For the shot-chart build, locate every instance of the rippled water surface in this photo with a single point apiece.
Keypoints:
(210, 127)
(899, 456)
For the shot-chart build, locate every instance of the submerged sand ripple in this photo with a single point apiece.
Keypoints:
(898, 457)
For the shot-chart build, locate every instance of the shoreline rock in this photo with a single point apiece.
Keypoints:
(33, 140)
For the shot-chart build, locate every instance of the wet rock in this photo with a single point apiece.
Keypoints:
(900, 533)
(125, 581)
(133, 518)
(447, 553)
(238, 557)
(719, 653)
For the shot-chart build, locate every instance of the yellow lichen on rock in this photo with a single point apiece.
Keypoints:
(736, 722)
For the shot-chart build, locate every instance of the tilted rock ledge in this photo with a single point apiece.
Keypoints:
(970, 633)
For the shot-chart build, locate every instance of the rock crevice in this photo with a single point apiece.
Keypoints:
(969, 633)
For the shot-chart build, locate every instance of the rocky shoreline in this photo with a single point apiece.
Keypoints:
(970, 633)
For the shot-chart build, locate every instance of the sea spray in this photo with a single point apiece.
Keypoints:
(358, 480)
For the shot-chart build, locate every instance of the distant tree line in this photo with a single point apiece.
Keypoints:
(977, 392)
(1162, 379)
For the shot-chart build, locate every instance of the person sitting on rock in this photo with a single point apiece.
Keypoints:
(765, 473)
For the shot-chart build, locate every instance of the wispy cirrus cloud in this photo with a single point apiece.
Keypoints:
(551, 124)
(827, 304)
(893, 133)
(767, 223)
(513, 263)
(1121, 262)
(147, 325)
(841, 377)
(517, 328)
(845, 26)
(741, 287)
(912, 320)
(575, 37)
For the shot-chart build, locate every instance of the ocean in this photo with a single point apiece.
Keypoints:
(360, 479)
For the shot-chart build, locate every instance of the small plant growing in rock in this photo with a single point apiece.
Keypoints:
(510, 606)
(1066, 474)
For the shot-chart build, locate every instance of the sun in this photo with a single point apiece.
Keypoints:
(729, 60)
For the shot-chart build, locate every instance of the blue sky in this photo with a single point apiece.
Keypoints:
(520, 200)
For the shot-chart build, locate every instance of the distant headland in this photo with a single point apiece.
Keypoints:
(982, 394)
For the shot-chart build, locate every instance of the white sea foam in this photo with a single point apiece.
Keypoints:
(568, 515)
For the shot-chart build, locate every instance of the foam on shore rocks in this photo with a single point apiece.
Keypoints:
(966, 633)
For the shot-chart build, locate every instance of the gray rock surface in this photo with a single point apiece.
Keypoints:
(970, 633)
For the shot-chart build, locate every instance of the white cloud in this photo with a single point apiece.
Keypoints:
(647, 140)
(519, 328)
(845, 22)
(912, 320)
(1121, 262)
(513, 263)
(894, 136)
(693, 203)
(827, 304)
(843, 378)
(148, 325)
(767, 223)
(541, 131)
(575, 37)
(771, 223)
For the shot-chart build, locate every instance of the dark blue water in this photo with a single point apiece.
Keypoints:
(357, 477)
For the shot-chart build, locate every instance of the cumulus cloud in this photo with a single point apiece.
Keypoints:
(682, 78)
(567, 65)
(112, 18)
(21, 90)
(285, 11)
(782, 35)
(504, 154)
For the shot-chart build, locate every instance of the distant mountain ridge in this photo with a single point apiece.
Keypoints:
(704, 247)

----

▶ Exercise aim
Reproduce the records in full, exactly as written.

▶ Exercise response
For the shot-chart build, locate every instance of the rippled water surface in this photo with a single point apiece.
Keypoints:
(210, 127)
(899, 456)
For the shot-chart build, locate every instance of the submerged sand ripple in this photo with a single point apiece.
Keypoints:
(898, 457)
For the shot-chart build, locate every instance of the shoreline rock in this photo with a single point apiece.
Keypoints:
(33, 140)
For the shot-chart build, locate every instance of the wet rock in this photo with a single point apiece.
Keypoints:
(900, 533)
(125, 581)
(133, 518)
(447, 553)
(238, 557)
(719, 653)
For the shot-chart build, locate every instance of the yellow lichen on rock in this photo with a single point apiece.
Keypoints:
(736, 722)
For the shot-chart build, locate every instance of the tilted rock ledge in this photo with a single point apiece.
Keypoints:
(970, 633)
For the shot-chart build, locate every instance of the rock crevice in this photo with a single point apiece.
Keypoints:
(969, 633)
For the shot-chart build, locate every instance of the rocky shoreline in this photo with a single point apiece.
Keypoints:
(970, 633)
For the shot-chart build, locate every instance of the sea spray in this photo with a single point apiece.
Keypoints:
(358, 480)
For the shot-chart build, locate every instance of the distant tree line in this photo with a single point apiece.
Keypoints:
(977, 392)
(1162, 379)
For the shot-chart build, locate every instance of the person sitting on rock in this photo with a single point apiece.
Keypoints:
(765, 473)
For the shot-chart build, locate every instance of the wispy cirrus cloud in this photo with a single point apiece.
Keypoints:
(551, 124)
(827, 304)
(893, 133)
(767, 223)
(513, 263)
(1121, 262)
(147, 325)
(841, 377)
(517, 328)
(845, 26)
(741, 287)
(912, 320)
(575, 37)
For the shot-chart build, locate every instance of the ocean in this photo with a single point apiece.
Keypoints:
(360, 479)
For the shot-chart build, locate every instance of the small plant growing in rock in this photo with a single point apiece.
Keypoints:
(510, 606)
(1066, 474)
For the shot-chart build, locate every instance of the sun in this photo with a single point apiece.
Keypoints:
(729, 60)
For the shot-chart build, locate every instance of the blue sky in this photo with a single point apiece.
Keypoints:
(520, 200)
For the shot-chart build, locate every instance of the distant headland in this photo with a single point apiece.
Keypoints:
(982, 394)
For the shot-chart build, locate every instance of the white sea foam in this photo with a single point apiece.
Keypoints:
(568, 515)
For the shot-chart build, locate every instance of the foam on shore rocks in this photo with a single point apiece.
Keypoints:
(966, 633)
For the shot-chart build, locate every instance of the gray rock surface in this photo with a single point apiece.
Keypoints:
(970, 633)
For the shot-chart build, locate every instance of the white cloud in this photo with a single point apiece.
Keypoints:
(647, 140)
(519, 328)
(845, 22)
(912, 320)
(1121, 262)
(513, 263)
(894, 136)
(693, 203)
(827, 304)
(843, 378)
(148, 325)
(767, 223)
(541, 131)
(575, 37)
(771, 223)
For the shot-chart build, locate every instance of the dark blue water in this photo with a single point apiece.
Keypoints:
(357, 477)
For the shot-chart build, locate every instance of the cumulus cloud in this photo with a single point apiece.
Keypoints:
(682, 78)
(567, 65)
(112, 18)
(21, 90)
(285, 11)
(782, 35)
(504, 154)
For the shot-chart build, locate every instance of the distant mountain ridge in this photo with a single point apiece.
Keypoints:
(704, 247)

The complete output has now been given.